##### ENTRIES SUPPLIED #####

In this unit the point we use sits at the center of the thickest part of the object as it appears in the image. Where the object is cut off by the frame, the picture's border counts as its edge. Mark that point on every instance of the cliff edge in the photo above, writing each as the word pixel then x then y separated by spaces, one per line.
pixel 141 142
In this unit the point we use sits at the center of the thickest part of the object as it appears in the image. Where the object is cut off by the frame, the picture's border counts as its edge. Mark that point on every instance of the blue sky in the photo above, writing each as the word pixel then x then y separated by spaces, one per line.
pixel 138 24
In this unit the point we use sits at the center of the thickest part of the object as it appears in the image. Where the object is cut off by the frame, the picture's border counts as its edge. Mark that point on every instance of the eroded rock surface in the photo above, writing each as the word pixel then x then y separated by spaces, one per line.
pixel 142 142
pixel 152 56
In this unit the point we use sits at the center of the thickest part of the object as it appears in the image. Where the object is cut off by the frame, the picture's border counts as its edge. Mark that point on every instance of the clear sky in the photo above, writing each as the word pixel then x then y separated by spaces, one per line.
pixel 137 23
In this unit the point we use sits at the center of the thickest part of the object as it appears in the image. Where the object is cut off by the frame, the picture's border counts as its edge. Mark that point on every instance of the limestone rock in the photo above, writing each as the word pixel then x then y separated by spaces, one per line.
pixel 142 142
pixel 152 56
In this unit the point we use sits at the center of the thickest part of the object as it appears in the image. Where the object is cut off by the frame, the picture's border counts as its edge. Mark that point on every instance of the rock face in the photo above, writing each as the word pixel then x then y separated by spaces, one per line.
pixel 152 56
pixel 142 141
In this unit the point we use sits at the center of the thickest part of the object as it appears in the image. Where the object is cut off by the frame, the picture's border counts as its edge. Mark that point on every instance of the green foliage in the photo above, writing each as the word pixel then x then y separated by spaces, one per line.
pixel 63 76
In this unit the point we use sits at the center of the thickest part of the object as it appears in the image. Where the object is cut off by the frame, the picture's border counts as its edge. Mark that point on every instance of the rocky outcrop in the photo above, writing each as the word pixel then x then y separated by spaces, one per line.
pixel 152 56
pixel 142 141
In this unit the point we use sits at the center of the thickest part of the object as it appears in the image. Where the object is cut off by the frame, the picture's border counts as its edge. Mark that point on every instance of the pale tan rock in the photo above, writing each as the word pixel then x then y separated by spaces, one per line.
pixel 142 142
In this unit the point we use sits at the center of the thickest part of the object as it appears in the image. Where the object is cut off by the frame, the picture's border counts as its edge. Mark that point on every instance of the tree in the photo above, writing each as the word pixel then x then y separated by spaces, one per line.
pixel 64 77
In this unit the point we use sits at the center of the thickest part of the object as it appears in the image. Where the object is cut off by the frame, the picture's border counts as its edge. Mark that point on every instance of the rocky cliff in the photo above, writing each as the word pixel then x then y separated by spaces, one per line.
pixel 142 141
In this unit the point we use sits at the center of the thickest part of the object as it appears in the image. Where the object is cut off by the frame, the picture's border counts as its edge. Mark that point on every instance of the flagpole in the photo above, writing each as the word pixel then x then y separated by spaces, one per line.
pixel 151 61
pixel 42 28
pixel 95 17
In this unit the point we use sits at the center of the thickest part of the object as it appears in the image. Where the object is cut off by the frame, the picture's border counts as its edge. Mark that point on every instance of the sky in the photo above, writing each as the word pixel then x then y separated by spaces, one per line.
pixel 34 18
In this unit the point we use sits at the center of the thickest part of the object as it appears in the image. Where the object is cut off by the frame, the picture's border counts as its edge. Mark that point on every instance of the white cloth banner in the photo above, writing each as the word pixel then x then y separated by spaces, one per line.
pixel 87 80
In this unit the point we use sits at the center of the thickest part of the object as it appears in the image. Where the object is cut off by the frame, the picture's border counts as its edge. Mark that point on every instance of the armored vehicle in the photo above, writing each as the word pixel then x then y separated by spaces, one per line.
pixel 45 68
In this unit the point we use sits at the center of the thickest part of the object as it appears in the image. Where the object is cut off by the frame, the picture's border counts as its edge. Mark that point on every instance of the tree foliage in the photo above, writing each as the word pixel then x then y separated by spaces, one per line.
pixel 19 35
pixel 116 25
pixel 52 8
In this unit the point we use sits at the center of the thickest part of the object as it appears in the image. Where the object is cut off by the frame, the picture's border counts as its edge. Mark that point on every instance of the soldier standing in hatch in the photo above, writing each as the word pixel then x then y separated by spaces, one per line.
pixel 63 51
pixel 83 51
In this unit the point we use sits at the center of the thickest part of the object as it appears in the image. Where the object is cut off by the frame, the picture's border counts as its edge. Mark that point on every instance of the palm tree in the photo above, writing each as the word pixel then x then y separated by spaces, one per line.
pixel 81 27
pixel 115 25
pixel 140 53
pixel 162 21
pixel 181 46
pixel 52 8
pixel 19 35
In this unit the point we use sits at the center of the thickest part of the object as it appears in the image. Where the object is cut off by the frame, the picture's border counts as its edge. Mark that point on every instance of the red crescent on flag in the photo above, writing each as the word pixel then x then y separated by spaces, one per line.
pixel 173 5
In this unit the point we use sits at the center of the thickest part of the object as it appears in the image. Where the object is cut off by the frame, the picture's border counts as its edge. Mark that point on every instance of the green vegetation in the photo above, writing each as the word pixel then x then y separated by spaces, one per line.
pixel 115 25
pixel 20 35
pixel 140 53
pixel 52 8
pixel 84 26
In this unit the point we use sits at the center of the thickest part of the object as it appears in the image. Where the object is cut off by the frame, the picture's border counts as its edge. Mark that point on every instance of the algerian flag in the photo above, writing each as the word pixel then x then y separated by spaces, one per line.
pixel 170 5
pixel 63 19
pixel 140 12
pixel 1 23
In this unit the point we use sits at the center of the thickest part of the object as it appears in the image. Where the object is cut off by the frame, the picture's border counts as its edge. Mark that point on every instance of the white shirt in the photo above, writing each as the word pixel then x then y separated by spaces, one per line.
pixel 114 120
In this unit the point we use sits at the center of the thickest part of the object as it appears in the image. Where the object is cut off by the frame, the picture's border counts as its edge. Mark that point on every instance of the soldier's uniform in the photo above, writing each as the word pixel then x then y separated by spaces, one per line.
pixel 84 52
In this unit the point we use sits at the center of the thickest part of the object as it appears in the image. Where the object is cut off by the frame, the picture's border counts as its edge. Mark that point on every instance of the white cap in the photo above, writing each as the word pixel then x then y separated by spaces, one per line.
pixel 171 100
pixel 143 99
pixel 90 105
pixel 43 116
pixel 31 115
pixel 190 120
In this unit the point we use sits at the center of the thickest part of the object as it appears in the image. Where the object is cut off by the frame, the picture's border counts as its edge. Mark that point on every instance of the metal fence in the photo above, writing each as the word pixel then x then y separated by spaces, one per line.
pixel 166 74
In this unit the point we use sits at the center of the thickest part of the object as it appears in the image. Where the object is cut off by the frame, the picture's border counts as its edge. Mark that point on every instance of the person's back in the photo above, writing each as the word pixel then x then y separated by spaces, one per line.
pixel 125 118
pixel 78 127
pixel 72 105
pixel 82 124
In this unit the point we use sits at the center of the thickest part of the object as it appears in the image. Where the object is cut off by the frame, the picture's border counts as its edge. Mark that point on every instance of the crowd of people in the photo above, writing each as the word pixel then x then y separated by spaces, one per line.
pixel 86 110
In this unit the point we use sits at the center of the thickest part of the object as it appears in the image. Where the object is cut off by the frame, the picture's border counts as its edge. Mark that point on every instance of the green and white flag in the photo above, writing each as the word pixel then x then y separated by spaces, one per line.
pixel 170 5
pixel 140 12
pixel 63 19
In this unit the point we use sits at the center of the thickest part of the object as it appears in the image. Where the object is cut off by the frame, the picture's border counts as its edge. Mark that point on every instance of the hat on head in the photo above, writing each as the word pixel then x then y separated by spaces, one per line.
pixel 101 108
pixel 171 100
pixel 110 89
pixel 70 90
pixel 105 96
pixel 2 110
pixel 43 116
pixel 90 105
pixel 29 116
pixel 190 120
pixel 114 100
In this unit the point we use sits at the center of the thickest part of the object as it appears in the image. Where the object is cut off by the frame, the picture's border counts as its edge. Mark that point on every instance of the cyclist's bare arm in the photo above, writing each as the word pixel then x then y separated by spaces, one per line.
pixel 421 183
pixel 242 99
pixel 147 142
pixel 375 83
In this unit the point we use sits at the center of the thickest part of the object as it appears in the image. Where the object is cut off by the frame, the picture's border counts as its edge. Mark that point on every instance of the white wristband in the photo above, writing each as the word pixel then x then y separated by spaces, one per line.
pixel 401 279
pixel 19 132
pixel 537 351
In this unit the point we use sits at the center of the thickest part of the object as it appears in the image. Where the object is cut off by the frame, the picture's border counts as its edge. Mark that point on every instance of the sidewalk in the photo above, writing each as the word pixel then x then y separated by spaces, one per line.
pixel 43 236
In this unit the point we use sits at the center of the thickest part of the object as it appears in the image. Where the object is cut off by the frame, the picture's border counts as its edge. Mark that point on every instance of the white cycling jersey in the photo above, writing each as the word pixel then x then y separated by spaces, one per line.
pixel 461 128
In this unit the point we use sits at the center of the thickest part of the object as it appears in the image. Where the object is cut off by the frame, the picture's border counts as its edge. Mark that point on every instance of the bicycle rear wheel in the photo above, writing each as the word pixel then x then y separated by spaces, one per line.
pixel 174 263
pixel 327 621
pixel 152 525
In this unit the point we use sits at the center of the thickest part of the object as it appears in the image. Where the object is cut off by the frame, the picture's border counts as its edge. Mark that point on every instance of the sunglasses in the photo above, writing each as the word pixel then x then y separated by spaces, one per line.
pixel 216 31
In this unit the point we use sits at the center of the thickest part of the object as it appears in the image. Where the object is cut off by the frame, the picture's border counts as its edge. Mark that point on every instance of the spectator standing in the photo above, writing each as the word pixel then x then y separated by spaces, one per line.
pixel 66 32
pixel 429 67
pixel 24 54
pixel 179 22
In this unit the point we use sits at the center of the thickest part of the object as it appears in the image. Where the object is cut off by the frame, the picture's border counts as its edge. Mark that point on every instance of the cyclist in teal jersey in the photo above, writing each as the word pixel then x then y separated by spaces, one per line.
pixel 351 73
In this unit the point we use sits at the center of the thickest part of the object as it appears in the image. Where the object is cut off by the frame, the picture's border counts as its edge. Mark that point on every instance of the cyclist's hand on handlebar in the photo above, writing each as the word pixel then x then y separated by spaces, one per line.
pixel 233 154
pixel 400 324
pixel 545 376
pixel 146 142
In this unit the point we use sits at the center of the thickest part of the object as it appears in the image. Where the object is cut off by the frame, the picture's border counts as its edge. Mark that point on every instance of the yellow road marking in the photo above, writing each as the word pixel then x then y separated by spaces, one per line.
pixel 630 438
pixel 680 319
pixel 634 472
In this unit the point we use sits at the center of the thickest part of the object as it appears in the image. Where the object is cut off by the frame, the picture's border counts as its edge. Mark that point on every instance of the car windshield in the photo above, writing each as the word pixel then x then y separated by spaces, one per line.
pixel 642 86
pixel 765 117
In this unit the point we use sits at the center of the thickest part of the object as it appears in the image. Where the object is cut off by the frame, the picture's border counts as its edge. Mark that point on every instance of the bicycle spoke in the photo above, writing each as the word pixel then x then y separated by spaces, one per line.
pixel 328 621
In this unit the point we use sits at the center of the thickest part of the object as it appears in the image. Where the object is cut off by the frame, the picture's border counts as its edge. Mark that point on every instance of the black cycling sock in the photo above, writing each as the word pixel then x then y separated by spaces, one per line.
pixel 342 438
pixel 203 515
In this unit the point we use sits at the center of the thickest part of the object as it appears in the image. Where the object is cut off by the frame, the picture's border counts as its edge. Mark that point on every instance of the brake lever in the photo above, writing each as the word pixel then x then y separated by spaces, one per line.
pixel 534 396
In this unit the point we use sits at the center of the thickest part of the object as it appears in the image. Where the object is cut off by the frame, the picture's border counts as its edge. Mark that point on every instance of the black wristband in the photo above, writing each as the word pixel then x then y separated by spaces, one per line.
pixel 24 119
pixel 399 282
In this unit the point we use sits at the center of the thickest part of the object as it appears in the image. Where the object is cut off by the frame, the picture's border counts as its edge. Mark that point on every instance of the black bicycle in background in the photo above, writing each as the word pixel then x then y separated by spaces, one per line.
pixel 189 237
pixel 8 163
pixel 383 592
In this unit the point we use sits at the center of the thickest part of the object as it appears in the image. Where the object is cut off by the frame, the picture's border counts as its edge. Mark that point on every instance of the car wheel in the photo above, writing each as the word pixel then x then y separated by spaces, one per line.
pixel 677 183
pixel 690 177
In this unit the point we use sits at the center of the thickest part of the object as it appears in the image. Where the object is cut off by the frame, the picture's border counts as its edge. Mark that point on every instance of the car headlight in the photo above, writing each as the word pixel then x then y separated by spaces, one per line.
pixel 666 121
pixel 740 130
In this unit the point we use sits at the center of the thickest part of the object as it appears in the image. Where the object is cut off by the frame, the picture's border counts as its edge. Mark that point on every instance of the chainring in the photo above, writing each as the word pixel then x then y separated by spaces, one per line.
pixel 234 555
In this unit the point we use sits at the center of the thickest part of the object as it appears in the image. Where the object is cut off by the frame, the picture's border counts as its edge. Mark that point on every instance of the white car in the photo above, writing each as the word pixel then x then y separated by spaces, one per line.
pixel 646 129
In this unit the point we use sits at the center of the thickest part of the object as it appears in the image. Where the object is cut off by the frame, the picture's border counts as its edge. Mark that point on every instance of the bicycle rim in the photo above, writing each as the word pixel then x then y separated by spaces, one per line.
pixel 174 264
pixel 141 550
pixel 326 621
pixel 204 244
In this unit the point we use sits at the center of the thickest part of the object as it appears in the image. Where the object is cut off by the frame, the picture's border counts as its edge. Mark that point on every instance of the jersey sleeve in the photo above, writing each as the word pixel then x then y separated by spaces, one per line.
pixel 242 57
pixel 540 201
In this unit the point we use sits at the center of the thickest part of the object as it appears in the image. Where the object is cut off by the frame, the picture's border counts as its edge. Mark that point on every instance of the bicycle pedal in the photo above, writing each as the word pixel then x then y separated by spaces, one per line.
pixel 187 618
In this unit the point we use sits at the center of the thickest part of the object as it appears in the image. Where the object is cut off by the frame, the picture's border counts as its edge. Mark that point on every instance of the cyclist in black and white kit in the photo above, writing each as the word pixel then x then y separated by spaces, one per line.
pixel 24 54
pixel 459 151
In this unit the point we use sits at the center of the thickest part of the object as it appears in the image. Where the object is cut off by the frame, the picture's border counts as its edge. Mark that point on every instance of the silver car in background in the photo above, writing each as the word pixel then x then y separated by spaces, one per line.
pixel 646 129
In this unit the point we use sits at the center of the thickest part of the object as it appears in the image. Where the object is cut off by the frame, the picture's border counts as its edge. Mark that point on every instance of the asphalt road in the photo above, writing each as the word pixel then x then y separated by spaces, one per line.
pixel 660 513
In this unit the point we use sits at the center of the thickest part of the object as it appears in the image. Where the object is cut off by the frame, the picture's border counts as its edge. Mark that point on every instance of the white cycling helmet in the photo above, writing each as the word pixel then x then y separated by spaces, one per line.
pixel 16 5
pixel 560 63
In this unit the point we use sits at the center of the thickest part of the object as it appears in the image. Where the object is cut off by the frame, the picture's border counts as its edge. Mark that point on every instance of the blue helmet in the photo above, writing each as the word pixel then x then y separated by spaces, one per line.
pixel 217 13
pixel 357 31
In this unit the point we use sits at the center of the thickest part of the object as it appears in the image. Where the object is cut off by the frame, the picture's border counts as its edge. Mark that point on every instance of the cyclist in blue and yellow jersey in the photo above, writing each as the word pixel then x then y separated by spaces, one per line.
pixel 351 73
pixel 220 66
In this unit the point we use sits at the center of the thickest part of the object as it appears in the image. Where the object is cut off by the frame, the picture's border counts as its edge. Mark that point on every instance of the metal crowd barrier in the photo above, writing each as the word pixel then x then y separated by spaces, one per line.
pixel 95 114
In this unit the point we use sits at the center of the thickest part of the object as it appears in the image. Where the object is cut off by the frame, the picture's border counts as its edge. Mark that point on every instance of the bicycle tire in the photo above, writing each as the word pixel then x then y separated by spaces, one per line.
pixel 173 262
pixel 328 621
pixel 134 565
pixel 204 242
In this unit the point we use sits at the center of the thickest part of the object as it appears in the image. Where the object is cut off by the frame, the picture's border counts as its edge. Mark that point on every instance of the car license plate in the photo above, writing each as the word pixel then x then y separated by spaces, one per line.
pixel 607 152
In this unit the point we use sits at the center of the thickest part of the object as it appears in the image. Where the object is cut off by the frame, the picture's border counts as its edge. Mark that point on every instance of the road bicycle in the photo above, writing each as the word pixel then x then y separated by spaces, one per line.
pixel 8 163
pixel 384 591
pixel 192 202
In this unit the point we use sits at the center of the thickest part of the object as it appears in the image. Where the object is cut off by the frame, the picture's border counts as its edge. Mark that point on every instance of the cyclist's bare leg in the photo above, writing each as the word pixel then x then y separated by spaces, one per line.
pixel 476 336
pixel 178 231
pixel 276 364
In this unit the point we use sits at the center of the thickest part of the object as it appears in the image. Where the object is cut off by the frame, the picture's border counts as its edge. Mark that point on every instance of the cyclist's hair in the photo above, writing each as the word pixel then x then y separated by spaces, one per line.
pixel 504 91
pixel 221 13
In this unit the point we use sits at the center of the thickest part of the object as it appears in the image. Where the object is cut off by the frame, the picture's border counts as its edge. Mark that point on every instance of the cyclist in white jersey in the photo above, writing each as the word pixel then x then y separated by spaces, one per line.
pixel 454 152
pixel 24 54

#####

EXERCISE AIM: Reproduce word for word the part of the entries that opens with the line containing "the bicycle rim" and closes with the line containing "pixel 204 244". Include both of those lines.

TASK SOLUTION:
In this unit the point we use sits at the center of the thickest part of the object as it appears in the image. Where the object is cut off by the frame, the picture's border counts as its edge. Mark that point on every instance of the bicycle rim in the photo above, writing each as the word pixel then x then y separated by spaces, one per line.
pixel 174 264
pixel 141 550
pixel 326 621
pixel 204 244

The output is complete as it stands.